Challenge. Turn the records below into a numbered list, starting at the line that contains "Would you be able to pick out the cumulus" and running through the last line of the records, both ends included, with blank lines left out.

Data shown.

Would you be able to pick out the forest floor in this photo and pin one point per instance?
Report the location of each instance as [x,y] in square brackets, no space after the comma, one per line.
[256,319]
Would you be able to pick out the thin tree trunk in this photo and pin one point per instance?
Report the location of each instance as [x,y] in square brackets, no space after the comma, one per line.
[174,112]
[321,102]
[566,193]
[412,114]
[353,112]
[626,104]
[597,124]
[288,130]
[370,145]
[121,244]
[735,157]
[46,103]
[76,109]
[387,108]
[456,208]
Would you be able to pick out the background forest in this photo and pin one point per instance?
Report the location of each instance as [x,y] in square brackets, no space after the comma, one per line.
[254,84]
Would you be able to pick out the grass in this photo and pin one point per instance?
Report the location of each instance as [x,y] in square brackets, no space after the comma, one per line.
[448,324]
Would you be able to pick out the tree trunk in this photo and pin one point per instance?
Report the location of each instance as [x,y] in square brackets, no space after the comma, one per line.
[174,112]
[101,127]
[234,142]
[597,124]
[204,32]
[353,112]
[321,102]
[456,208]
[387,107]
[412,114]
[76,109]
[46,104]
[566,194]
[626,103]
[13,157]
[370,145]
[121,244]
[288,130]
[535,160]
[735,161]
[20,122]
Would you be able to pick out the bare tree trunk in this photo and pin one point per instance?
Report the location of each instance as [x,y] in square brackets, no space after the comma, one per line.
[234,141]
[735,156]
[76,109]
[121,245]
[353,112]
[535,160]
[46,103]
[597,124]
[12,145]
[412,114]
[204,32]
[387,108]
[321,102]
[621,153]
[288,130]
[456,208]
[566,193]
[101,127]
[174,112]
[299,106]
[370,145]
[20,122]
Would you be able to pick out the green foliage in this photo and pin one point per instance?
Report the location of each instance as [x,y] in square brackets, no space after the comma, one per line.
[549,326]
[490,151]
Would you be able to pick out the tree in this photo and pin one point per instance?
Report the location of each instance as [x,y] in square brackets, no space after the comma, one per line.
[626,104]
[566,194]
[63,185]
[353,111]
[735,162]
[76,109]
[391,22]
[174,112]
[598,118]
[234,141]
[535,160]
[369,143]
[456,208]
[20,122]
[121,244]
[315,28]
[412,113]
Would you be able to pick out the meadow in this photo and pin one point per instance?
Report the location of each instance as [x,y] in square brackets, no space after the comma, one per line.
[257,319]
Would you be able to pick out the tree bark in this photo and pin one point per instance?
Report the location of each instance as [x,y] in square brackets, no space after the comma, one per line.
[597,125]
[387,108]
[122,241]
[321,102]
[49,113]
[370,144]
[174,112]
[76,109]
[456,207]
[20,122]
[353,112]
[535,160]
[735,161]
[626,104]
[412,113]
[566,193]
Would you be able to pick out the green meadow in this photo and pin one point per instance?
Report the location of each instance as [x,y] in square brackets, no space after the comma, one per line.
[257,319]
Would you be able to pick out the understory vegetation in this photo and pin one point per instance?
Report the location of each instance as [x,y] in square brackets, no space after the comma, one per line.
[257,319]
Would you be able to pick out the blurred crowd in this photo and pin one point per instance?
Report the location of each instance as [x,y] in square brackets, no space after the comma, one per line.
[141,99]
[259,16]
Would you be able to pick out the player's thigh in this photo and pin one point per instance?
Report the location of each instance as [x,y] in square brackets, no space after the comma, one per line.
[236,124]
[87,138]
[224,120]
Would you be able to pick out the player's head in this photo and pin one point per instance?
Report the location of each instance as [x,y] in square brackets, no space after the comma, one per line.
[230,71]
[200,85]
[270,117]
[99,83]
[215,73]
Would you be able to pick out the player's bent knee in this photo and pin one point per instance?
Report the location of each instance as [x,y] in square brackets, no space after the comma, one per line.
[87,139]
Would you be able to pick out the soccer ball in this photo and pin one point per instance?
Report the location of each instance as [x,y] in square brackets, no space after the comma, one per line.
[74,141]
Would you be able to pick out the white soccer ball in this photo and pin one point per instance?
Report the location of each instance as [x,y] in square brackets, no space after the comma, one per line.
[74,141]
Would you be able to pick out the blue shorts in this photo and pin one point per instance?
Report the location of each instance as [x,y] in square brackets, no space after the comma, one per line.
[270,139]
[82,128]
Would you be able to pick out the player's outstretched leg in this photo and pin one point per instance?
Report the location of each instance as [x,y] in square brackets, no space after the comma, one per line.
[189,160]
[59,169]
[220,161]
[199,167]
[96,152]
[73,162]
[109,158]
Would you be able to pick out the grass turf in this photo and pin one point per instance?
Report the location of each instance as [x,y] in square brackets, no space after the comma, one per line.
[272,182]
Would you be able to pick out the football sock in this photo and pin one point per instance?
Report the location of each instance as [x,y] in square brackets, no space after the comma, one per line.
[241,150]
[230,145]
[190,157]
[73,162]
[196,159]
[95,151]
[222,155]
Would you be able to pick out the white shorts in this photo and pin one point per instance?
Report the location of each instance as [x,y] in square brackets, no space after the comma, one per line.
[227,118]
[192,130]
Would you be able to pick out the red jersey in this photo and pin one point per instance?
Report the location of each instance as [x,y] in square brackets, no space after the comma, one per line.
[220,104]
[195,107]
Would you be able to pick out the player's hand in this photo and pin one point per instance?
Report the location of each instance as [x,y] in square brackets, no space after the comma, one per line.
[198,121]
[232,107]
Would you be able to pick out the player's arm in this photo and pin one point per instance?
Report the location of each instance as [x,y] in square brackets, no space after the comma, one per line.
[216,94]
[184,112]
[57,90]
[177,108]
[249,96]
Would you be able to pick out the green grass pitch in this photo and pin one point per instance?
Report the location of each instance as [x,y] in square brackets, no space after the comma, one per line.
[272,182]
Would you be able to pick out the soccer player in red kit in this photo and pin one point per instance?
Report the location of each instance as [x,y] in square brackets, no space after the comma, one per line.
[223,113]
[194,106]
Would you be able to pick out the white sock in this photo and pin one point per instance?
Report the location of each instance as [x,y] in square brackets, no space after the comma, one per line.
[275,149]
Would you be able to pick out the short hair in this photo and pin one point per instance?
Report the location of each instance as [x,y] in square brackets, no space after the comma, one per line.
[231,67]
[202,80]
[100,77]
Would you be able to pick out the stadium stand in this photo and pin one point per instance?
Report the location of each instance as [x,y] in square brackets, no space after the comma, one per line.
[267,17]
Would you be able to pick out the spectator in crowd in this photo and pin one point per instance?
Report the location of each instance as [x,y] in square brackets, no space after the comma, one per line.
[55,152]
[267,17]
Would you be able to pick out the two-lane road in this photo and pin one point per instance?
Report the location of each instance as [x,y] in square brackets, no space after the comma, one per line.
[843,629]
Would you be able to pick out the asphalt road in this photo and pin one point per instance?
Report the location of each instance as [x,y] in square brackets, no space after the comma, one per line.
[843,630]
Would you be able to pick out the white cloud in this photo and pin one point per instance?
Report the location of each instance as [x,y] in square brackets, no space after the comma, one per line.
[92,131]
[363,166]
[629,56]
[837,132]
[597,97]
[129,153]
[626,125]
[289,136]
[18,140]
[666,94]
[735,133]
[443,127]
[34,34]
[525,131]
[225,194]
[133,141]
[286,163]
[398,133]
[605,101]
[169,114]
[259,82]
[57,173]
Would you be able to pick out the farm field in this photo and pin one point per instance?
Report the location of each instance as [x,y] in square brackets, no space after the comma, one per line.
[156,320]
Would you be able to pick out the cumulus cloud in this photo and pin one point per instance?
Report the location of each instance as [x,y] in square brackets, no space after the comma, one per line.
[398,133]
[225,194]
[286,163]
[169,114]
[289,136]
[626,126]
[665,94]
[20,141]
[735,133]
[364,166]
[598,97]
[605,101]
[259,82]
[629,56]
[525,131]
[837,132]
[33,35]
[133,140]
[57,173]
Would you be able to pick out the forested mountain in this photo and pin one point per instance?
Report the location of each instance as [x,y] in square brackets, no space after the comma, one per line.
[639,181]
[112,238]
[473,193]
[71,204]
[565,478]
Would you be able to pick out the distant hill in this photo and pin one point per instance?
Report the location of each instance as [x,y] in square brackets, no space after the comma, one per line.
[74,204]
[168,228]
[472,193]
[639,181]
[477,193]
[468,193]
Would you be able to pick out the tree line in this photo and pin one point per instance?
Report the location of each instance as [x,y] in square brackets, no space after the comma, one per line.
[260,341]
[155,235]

Written reply.
1. Would you be able to pick out the cumulus cloud in this photo and pin one point per instance?
2. Report the location of each instance as [x,y] in square brackets, no space after the comma, one per line.
3. [398,133]
4. [225,194]
5. [286,163]
6. [169,114]
7. [289,136]
8. [626,126]
9. [665,94]
10. [20,141]
11. [735,133]
12. [364,166]
13. [598,97]
14. [605,101]
15. [259,82]
16. [629,56]
17. [525,131]
18. [837,132]
19. [33,35]
20. [133,140]
21. [57,173]
22. Would you be able to pick out the forested mountain in this photo and pin one point per instance?
23. Report the location of each instance as [x,y] in square brackets, no space after the comma, one per line.
24. [639,181]
25. [112,238]
26. [473,193]
27. [71,204]
28. [565,478]
29. Would you be able to pick out the distant hill in this photo and pin one point per instance?
30. Report the location of each instance as [x,y] in square brackets, no space after the comma, one per line.
31. [74,204]
32. [168,228]
33. [472,193]
34. [639,181]
35. [477,193]
36. [468,193]
37. Would you be able to pick out the tree line in this photo and pin one point per instance?
38. Report the location of each instance as [x,y] in square brackets, no space after the comma, one per line.
39. [260,341]
40. [155,235]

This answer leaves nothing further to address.